◆ TAAKOMSCHRIJVING ◆
Neem de lijst hieronder regel voor regel ongewijzigd over, maar laat de afbeeldingen weg.
+++ GEGEVENS BIJ OEFENING
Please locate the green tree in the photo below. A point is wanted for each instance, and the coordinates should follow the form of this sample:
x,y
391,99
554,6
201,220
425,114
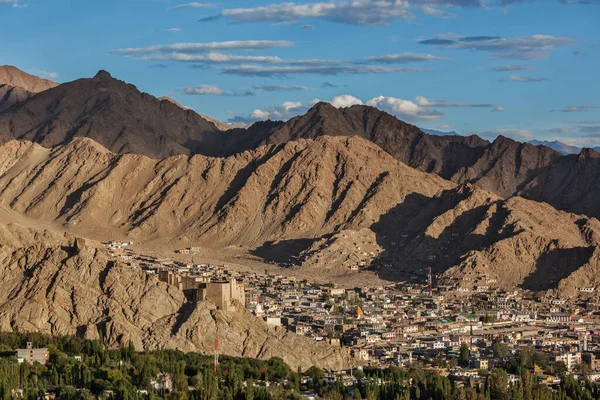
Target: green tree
x,y
465,354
++++++
◆ SCHRIFTELIJK ANTWOORD ◆
Please locate the green tree in the photo below. A point is wanted for each instance, and the coordinates should follow the form of this sample:
x,y
391,99
554,6
201,220
425,114
Target: green tree
x,y
465,354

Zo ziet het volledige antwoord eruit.